>> BEGIN Source material
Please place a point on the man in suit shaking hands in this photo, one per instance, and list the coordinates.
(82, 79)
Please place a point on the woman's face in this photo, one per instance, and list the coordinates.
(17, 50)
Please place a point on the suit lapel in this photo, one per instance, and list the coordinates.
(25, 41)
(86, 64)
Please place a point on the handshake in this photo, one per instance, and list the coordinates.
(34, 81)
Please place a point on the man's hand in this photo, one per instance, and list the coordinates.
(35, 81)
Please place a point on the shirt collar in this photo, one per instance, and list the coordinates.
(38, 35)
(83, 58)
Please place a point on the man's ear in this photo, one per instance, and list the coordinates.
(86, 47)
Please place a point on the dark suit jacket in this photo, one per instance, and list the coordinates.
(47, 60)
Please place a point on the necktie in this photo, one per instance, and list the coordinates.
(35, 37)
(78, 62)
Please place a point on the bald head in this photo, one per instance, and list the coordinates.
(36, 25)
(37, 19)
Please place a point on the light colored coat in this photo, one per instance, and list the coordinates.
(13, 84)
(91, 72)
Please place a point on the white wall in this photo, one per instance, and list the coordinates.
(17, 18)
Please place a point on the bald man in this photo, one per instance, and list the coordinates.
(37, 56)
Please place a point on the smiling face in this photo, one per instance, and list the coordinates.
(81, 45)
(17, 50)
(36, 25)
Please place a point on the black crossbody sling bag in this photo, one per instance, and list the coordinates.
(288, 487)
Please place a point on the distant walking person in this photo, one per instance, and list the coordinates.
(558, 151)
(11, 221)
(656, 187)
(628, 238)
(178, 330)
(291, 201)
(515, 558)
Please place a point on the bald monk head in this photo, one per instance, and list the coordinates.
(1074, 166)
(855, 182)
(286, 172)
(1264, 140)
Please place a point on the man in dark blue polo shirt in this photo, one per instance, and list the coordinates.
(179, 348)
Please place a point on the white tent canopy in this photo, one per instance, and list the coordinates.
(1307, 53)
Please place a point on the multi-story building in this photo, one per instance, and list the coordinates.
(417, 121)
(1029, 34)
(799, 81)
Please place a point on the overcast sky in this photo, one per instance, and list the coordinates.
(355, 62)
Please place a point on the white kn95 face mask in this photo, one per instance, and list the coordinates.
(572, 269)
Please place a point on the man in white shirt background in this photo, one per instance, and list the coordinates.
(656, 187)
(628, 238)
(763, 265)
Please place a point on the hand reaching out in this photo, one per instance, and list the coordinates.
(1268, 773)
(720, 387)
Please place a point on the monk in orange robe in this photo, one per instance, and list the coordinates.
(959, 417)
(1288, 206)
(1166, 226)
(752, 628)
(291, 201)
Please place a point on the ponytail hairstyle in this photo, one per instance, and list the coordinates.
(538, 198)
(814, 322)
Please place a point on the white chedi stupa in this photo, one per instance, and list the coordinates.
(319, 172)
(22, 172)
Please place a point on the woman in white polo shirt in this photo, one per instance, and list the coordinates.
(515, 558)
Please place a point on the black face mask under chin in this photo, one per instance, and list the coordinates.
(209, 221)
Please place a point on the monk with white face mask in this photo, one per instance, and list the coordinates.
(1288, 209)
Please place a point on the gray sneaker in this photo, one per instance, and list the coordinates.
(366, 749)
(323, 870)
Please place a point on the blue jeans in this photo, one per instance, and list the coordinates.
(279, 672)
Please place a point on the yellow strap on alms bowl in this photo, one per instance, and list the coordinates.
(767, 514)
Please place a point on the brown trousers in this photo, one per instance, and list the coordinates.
>> END Source material
• [Task prompt]:
Nothing in the listing may be changed; retype it all exactly.

• [Response to the task]:
Please place a point on the man in suit shaking hands in this photo, one per instance, and list the coordinates.
(82, 79)
Please place a point on the woman's face in this photo, one per instance, and list the coordinates.
(17, 50)
Please place a point on the suit lapel in this photo, one per instance, and list the coordinates.
(25, 41)
(86, 64)
Please place a point on the handshake in this photo, one per instance, and list the coordinates.
(34, 81)
Please place a point on the man's hand in this photo, one per instance, and list the coordinates.
(35, 81)
Please place a point on the shirt collar in this photo, one per instance, and list the coordinates.
(38, 35)
(83, 58)
Please place a point on the man's ear in this photo, one per instance, and list the coordinates.
(86, 47)
Please place a point on the dark suit jacket in this photo, one per instance, and list the coordinates.
(47, 60)
Please place a point on the necktie in this photo, one per instance, and list the coordinates.
(35, 37)
(78, 62)
Please place a point on the bald head in this photo, one per instance, and list the coordinates.
(36, 25)
(37, 19)
Please place a point on the light colored coat in this photo, one per instance, and list the coordinates.
(13, 84)
(91, 72)
Please place a point on the white wall in this photo, one per instance, and list the coordinates.
(17, 18)
Please place a point on the bald man in this photo, one per instance, and list the coordinates.
(37, 56)
Please place a point on the smiling face in this photo, one per instance, and list the coordinates.
(81, 45)
(17, 50)
(36, 25)
Please place a point on the black crossbody sling bag in this photo, one per instance, and list the coordinates.
(288, 487)
Please place a point on the distant walking person in this photo, one per instance, and list the coordinates.
(558, 151)
(11, 221)
(656, 187)
(628, 238)
(178, 330)
(291, 201)
(515, 558)
Please place a point on the bald monk head in this photo, one per instance, and list the coordinates.
(1074, 166)
(855, 182)
(286, 172)
(1264, 140)
Please place a point on the man in dark blue polo shirt in this photo, one per instance, and list the coordinates.
(179, 348)
Please place a point on the white tent canopy in this photo, one per instance, and list the coordinates.
(1307, 53)
Please place a point on the multi-story building in this photo, one per instance, and list the coordinates.
(417, 121)
(1029, 34)
(799, 81)
Please place a point on the overcast sky in this photo, one per instance, and list the coordinates.
(355, 62)
Please place a point on the white kn95 face mask in this photo, one per instance, and list the coordinates.
(572, 269)
Please place a point on the man in white shirt background in this photo, one per instance, and list the coordinates.
(656, 187)
(628, 238)
(763, 265)
Please place a point on the hand reaching out in this photo, one per instance, and list the coordinates.
(1268, 773)
(720, 387)
Please place a point on the monk in orange robe in this photo, one per instance, and list the coordinates.
(959, 417)
(1288, 206)
(1166, 226)
(752, 628)
(291, 201)
Please place a point on the ponytail hairstyle in this photo, one per instance, and list the coordinates.
(538, 198)
(814, 322)
Please place a point on the white chedi stupa in this photo, one per instance, and list the coordinates.
(319, 172)
(22, 172)
Please place a point on the woman in white polo shirt in this photo, one per instance, and list the coordinates.
(515, 558)
Please place a point on the black face mask under chin in this photo, one per instance, and list the coordinates.
(209, 221)
Please place a point on the monk with white face mask in this photo, one per instance, and list the coordinates.
(1288, 209)
Please place a point on the gray sneaker in this photo, one per instance, and list the coordinates.
(366, 749)
(323, 870)
Please place a point on the blue jeans in this photo, one per instance, and list the coordinates.
(279, 672)
Please place a point on the yellow strap on alms bowl in this photo, one per instance, and list the coordinates.
(767, 514)
Please place a point on the brown trousers in this photo, one per instance, and list the coordinates.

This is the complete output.